» **Excerpted text**:
Species Distribution Modeling architecture based on the Python programming language and its open libraries
Species Distribution Modeling is a name for set of computational techniques used by biology and ecology experts to predict where some species are more or less likely to occur. Those predictions may be related to the space and landscape variables such us elevation, soil type or distance to the human settlements.
Analyst may be interested not only where some species are located at a given point in a time but also when they might be or might leave some place. Then he/she will look more precisely into a bioclimate indicators: precipitation, temperature or vegetation season changes and with the climate change models he/she could estimate where and when species spreads into a new area or leaves the niche. It is extremely important technique in the case of vector epidemiology and it is widely used by Data Lions as a part of our data processing and analysis chain.
There are few technical packages which are used for the Species Distribution Modeling. The most important of them are:
- MaxEnt modeling package (http://biodiversityinformatics.amnh.org/open_source/maxent/)

» **Work request 1**: In the species distribution modeling text, which bioclimate indicators might an analyst examine more closely?
» **Work request 2**: Return, word for word, the part of the species distribution modeling text that begins at the words "Analyst may be" and stops after the words "and analysis chain.".

» **Listed records**:
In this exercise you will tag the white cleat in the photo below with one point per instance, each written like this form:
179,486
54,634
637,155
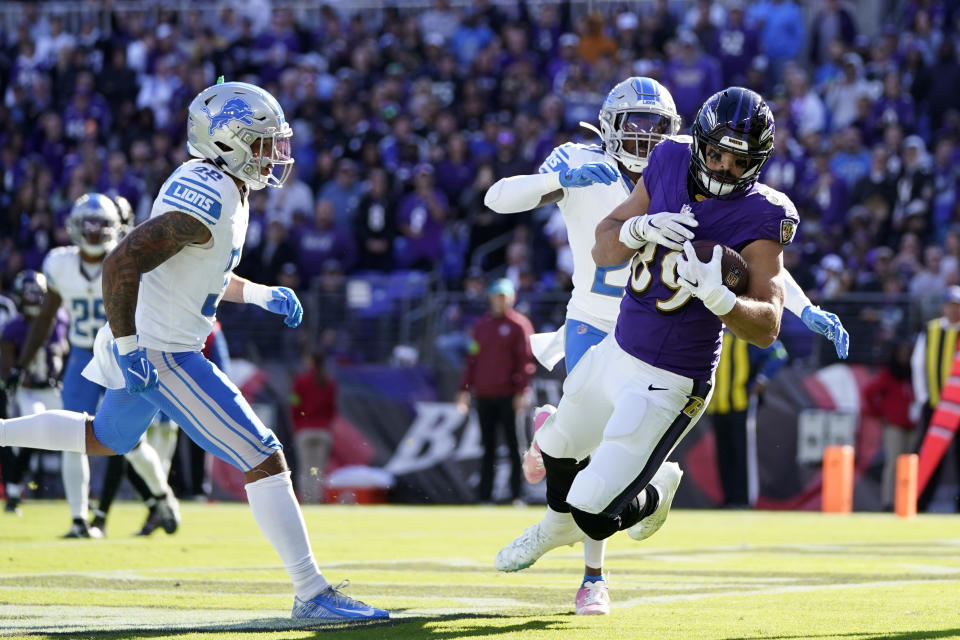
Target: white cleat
593,599
533,543
666,481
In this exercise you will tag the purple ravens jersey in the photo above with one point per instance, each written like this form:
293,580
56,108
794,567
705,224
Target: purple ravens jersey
47,364
660,322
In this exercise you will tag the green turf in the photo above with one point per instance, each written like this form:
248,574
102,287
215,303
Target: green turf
706,574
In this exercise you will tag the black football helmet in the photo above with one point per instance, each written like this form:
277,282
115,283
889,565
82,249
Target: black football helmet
28,291
738,121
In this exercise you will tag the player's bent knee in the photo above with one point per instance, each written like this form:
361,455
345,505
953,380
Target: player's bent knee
115,440
553,442
589,492
597,526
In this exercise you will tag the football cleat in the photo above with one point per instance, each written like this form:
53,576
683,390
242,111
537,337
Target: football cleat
79,529
532,465
13,506
666,481
98,524
332,605
533,543
593,599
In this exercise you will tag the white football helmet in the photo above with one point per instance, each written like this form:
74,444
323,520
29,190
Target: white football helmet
636,115
241,128
94,224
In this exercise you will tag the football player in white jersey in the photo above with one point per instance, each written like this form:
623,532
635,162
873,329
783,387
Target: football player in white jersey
162,285
587,182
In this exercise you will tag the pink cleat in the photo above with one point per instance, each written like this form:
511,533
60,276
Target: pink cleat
533,469
593,599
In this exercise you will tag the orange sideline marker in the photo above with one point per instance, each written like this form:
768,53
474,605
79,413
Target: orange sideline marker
905,502
837,479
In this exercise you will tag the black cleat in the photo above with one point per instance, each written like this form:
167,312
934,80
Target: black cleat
98,527
13,507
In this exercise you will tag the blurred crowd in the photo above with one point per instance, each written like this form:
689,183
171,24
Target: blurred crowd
402,118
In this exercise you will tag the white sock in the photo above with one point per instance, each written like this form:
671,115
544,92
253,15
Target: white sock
162,436
75,469
54,430
145,461
278,515
556,520
593,551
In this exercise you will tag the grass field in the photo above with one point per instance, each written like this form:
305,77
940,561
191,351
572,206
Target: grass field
706,574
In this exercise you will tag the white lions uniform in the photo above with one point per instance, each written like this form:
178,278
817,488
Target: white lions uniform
176,310
178,300
597,291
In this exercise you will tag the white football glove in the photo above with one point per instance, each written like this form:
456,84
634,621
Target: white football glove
668,229
704,280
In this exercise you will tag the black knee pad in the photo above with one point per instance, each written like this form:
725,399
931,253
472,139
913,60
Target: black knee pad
560,473
595,525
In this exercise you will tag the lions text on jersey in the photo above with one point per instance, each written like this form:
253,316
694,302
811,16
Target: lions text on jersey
178,300
596,290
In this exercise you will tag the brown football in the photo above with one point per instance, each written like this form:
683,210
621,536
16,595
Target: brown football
734,268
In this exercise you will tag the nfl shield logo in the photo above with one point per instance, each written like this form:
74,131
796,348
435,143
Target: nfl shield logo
787,229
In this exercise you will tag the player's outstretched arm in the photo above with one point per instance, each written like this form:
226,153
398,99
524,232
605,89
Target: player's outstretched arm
145,248
281,300
816,319
40,328
523,193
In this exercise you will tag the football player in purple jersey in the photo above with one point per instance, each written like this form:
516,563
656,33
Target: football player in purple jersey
637,393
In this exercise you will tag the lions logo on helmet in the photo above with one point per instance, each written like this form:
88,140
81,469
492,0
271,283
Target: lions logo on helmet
636,115
94,224
28,291
737,121
241,128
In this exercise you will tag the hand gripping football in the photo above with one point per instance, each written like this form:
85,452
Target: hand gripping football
733,267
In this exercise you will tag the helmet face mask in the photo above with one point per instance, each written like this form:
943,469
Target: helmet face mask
94,224
241,128
735,121
636,115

» **Written solution 1**: Precipitation, temperature, or vegetation season changes.

» **Written solution 2**:
Analyst may be interested not only where some species are located at a given point in a time but also when they might be or might leave some place. Then he/she will look more precisely into a bioclimate indicators: precipitation, temperature or vegetation season changes and with the climate change models he/she could estimate where and when species spreads into a new area or leaves the niche. It is extremely important technique in the case of vector epidemiology and it is widely used by Data Lions as a part of our data processing and analysis chain.